§ WHAT IS REQUIRED: The lines to copy are those holding the string "positive" in the entries below.

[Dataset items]

────────

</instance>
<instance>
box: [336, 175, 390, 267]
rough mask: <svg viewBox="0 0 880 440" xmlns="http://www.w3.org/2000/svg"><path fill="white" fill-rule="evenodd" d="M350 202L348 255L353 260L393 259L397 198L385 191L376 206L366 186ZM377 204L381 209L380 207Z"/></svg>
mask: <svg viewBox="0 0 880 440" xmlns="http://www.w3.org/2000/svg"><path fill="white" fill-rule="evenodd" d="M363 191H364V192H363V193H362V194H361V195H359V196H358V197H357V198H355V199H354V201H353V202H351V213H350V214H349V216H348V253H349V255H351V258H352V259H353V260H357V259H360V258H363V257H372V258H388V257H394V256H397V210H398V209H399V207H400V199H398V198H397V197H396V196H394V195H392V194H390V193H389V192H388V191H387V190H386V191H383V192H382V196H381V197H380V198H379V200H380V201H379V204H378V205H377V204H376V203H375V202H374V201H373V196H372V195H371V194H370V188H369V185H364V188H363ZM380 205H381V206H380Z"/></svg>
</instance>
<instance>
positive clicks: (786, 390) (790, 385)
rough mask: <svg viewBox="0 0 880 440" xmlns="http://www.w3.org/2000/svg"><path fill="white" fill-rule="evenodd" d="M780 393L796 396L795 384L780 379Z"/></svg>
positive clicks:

────────

§ SOLUTION BELOW:
positive clicks: (786, 390) (790, 385)
positive clicks:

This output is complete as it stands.